| PROBLEM TO WORK ON |
Go over the lines below, and when one contains the word "Spot", copy it.

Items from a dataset

-*-*-

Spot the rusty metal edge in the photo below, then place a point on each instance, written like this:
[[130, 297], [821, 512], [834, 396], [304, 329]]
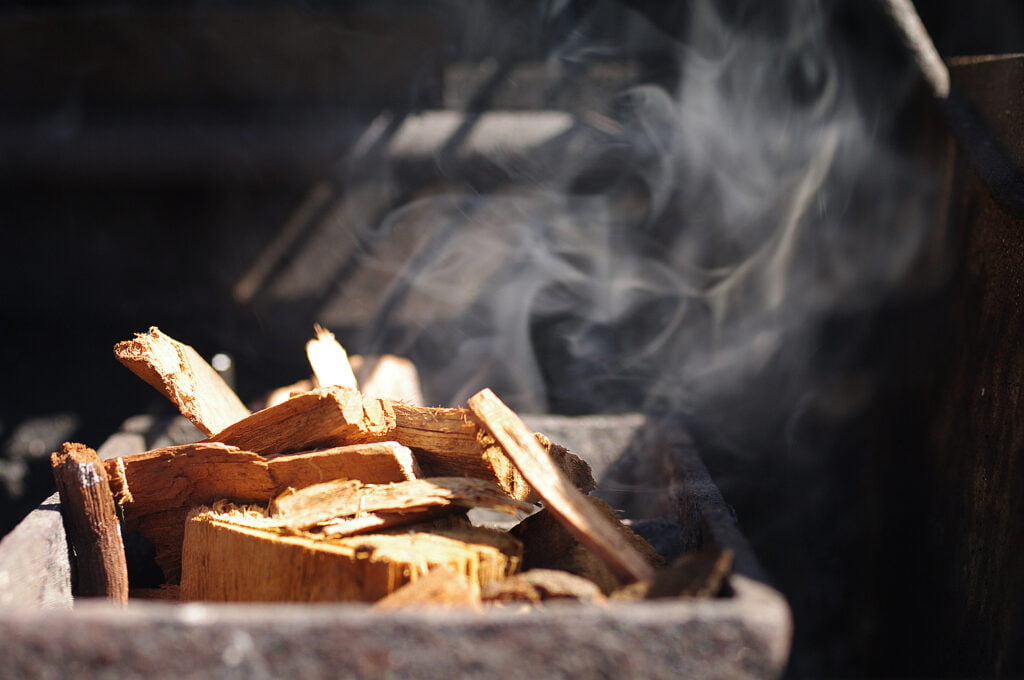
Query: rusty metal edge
[[747, 635]]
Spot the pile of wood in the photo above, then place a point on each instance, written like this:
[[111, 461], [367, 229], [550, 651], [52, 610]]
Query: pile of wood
[[335, 494]]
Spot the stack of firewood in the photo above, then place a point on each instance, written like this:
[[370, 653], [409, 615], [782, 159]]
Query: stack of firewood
[[335, 494]]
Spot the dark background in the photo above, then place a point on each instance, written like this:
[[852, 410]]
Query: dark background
[[147, 157]]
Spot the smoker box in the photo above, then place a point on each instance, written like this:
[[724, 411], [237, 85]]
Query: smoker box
[[744, 634]]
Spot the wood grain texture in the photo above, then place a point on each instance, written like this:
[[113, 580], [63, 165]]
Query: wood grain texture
[[321, 418], [314, 505], [157, 489], [563, 500], [91, 522], [237, 557], [177, 372]]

-*-*-

| SOLUTION TO THIS TASK |
Spot the rusty metal edge in the photo below, then place a point on each instance, written like this:
Spot the pile of wood in the photo above, then place a point on each instance, written like this:
Spot the stack of firewood in the photo above, then place a point on each instance, written like this:
Spot the dark background in the photo above, then place a point on each instance, written like this:
Spot the smoker box in the photo above, then place a point on each instance, written like this:
Spot the wood grain texture in the photo above, then place a point on each instance, written like this:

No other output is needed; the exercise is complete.